[Task instructions] Please pick out every line in the rows below that contains the string "mound", and copy each one. Uppercase and lowercase count as different.

[Materials provided]

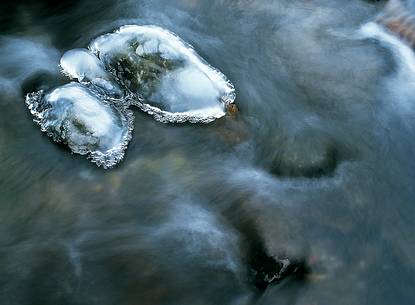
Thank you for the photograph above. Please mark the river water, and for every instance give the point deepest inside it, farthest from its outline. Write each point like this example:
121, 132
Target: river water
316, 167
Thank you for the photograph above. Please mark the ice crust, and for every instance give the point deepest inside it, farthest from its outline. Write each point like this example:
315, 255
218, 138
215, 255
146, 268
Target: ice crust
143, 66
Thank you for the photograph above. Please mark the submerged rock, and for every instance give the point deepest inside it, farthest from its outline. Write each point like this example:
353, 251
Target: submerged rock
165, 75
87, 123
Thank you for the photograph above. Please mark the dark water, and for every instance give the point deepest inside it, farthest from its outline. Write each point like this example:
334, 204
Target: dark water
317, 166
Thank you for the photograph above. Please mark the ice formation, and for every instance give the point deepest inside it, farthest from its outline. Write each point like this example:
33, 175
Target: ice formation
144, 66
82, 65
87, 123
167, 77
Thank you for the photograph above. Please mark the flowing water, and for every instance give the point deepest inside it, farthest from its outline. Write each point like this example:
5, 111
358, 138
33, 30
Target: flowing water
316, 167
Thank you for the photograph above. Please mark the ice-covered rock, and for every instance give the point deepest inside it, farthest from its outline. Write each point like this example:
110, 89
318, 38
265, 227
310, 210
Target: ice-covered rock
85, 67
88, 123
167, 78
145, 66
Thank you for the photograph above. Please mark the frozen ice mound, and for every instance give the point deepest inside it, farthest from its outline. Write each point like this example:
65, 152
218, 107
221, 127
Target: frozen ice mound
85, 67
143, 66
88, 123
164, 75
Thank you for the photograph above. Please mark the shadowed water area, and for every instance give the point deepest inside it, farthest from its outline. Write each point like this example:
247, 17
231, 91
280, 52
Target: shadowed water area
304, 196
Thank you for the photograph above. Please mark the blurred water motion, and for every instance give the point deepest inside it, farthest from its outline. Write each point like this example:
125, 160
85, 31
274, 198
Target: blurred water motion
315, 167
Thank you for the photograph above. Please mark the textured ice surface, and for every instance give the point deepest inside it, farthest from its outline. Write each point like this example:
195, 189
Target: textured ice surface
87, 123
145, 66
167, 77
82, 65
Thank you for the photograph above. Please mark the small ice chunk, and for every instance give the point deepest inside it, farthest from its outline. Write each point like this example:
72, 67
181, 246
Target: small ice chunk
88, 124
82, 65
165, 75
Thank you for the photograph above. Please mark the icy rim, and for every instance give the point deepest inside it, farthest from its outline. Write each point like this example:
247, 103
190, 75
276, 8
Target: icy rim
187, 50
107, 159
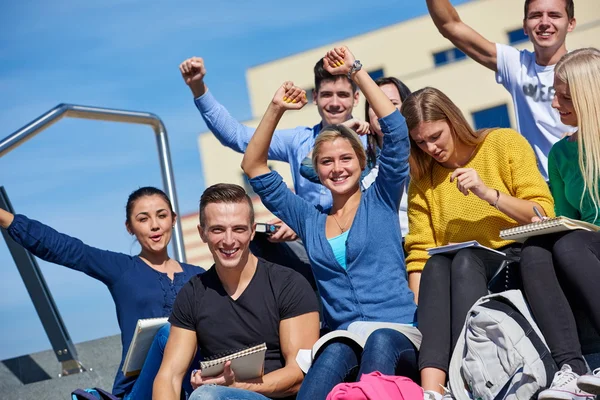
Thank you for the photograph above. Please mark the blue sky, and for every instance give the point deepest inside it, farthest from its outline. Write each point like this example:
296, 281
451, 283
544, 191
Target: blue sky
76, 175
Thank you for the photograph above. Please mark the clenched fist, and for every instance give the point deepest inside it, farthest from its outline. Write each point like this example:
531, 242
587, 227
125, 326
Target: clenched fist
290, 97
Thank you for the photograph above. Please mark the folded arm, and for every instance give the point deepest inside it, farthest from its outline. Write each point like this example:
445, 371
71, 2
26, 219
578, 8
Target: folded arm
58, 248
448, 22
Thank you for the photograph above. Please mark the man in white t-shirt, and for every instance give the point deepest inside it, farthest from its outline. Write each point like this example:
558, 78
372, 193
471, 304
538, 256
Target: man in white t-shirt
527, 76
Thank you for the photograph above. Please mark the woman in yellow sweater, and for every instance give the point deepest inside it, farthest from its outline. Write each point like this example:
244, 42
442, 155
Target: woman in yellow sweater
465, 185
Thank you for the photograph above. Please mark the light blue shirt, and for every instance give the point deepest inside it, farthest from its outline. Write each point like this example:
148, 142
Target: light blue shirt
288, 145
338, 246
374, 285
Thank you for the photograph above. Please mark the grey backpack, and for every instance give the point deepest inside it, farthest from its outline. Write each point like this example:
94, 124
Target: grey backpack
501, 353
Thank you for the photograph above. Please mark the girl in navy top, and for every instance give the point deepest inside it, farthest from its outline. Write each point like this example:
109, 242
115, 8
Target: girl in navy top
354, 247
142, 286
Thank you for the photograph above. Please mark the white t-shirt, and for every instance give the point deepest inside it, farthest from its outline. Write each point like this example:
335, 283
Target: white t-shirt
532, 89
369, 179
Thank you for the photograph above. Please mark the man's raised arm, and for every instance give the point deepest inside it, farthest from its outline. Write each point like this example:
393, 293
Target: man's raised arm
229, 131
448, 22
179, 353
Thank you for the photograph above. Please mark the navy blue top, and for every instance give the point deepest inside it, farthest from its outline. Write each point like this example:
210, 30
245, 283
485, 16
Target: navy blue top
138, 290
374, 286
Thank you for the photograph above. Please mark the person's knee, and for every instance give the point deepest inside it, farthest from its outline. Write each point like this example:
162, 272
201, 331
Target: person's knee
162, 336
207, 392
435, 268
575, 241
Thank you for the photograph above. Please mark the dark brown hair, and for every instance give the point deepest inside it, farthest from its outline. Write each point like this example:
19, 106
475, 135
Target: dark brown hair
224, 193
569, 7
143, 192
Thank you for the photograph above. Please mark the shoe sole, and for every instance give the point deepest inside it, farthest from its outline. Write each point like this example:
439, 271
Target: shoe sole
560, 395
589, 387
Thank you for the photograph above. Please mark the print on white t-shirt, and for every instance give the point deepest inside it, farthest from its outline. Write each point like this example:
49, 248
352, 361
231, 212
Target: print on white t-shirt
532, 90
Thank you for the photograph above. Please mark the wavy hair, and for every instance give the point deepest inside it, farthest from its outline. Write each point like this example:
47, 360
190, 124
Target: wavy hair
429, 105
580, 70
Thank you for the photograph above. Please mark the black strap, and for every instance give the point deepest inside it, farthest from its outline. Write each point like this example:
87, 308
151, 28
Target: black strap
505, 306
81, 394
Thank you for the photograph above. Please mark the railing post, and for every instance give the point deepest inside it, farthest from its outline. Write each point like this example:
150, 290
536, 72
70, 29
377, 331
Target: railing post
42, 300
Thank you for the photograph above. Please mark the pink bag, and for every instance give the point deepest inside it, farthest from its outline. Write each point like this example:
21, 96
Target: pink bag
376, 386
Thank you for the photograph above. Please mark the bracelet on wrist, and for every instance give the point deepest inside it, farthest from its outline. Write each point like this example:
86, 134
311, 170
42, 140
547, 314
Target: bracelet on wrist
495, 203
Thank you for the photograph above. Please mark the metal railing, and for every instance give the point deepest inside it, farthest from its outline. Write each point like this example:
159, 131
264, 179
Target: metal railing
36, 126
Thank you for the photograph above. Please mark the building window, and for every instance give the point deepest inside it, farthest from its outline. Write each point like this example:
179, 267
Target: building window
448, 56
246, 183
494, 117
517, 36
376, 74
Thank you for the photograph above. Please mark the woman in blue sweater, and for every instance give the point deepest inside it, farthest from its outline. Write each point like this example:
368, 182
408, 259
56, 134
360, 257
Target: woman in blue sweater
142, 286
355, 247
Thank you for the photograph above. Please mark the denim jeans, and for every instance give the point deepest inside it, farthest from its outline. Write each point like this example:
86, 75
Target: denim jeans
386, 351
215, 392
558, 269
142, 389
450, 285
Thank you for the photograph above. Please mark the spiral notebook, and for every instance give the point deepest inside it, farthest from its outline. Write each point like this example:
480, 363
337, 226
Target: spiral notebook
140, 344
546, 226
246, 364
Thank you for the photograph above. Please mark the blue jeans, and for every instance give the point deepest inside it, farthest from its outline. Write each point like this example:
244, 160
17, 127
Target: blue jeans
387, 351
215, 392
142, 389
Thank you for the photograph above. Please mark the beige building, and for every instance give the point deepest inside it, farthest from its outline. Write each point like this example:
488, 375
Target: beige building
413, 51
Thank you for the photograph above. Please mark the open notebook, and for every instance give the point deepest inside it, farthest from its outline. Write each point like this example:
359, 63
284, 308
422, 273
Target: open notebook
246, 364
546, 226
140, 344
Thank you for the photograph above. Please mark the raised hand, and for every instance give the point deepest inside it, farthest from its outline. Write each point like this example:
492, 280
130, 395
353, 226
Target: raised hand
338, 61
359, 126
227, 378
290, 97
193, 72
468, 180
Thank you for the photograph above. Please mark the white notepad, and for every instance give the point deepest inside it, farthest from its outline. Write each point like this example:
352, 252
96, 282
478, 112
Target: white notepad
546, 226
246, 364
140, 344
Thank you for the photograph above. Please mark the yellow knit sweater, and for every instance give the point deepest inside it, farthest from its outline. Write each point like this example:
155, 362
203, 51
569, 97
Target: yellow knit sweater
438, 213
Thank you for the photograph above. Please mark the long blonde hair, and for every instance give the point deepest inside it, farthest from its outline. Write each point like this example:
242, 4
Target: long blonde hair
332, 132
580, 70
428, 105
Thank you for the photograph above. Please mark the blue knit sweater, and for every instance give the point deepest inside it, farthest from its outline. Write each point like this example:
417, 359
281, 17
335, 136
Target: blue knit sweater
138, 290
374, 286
==
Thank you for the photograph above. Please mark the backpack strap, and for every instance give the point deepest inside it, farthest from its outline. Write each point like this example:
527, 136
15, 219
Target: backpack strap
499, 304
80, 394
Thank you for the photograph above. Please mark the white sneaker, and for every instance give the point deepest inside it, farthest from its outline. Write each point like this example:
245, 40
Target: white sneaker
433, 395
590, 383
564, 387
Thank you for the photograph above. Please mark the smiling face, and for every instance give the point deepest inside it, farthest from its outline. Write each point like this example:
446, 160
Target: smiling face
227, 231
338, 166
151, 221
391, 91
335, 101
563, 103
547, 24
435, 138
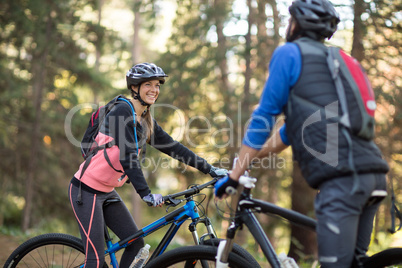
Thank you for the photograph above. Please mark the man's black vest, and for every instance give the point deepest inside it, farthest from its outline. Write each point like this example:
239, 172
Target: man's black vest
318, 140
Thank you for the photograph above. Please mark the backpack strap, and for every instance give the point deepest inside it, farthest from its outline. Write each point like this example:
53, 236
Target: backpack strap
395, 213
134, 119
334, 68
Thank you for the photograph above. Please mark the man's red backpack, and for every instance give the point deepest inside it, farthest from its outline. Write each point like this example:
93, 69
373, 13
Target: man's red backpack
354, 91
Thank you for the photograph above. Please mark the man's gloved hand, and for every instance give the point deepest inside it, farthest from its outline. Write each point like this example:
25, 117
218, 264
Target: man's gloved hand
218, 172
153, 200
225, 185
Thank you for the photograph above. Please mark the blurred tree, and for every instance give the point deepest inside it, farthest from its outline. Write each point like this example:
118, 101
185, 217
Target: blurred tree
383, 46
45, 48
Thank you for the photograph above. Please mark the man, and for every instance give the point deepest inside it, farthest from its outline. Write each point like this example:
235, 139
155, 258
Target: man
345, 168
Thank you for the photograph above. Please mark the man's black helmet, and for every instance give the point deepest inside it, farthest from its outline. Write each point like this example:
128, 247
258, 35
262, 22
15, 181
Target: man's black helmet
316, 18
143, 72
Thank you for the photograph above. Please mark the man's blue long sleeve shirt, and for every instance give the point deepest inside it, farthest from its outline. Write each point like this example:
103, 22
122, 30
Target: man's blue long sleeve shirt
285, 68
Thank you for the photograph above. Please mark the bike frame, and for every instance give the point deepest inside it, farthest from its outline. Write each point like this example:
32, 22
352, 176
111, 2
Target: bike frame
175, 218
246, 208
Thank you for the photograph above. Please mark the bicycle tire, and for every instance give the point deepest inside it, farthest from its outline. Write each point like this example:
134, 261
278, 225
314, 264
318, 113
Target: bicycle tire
* * *
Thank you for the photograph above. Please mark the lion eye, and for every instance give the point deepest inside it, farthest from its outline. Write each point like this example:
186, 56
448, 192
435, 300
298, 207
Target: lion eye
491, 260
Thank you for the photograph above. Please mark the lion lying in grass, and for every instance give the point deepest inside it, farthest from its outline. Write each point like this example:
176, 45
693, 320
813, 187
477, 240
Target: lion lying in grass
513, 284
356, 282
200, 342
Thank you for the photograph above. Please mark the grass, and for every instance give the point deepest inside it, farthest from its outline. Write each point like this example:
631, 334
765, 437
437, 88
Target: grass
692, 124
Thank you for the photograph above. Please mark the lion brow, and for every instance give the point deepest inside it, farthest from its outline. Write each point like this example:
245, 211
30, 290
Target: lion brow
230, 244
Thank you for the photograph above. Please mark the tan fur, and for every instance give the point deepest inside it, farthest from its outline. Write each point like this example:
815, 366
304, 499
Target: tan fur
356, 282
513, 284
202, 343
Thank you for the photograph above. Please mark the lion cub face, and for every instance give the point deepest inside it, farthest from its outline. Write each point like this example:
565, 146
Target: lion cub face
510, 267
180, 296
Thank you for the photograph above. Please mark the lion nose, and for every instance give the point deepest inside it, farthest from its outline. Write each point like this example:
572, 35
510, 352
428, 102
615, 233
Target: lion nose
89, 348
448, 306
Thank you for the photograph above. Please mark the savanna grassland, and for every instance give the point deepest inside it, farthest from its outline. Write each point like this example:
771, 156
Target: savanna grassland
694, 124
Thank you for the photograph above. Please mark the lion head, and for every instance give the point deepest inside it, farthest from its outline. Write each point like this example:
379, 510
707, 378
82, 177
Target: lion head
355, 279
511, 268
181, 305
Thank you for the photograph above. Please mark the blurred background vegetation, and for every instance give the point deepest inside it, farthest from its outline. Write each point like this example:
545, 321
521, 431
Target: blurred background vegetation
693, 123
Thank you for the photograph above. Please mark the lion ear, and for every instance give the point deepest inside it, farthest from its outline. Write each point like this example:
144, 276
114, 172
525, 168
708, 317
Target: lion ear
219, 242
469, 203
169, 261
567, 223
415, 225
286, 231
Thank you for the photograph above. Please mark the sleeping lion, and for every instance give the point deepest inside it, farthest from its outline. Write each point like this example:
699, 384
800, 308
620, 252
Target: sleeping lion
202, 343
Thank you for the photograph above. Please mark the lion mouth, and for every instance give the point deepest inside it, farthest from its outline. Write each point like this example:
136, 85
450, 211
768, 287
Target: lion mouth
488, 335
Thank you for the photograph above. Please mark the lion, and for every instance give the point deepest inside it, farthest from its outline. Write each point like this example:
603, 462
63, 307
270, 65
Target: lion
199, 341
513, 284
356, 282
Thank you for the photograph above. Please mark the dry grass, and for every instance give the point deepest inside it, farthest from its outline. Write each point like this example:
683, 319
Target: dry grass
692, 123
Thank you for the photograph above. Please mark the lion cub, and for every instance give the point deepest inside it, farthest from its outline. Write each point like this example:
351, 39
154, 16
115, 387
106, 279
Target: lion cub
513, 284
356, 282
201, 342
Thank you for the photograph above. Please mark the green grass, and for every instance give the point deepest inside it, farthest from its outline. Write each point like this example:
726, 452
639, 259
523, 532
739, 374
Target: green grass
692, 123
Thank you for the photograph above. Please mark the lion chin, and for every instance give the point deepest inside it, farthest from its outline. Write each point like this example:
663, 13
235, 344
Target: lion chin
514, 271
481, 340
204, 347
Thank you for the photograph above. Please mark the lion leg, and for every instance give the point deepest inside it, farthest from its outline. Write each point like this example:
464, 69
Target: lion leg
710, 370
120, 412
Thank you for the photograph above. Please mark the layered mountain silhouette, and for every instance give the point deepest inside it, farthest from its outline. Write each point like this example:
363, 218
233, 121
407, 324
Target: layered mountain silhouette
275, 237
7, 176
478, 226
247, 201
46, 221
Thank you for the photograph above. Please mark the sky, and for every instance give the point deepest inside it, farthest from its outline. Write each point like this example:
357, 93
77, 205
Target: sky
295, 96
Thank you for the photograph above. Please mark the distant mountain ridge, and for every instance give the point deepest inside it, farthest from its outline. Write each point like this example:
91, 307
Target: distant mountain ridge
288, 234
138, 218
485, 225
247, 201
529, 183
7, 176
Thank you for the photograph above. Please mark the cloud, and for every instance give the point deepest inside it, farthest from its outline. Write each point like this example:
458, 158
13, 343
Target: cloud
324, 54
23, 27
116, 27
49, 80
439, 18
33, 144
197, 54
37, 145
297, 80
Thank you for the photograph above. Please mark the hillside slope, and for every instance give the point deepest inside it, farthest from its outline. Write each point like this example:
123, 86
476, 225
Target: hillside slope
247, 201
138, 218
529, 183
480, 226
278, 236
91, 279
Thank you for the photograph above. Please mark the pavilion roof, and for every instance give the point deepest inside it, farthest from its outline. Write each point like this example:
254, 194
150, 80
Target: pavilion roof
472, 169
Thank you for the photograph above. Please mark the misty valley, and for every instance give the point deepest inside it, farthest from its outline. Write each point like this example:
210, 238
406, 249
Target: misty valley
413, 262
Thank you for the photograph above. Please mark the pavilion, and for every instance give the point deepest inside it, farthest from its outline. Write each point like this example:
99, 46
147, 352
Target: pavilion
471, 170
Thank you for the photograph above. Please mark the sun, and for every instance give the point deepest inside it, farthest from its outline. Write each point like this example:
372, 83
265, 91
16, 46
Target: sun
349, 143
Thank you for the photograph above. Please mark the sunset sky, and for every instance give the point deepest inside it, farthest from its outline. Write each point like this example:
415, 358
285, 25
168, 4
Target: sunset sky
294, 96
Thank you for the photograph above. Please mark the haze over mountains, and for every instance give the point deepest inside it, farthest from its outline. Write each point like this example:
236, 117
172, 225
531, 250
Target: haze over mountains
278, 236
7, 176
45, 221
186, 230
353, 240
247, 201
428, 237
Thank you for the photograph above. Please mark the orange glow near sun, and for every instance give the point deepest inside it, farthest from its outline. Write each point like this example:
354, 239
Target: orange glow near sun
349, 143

[Exercise result]
Thank you for the photograph above. Please mark the frozen ice mound, and for every instance give the point deepest inside it, farthest from its outline. Write each point like this example:
Target: frozen ice mound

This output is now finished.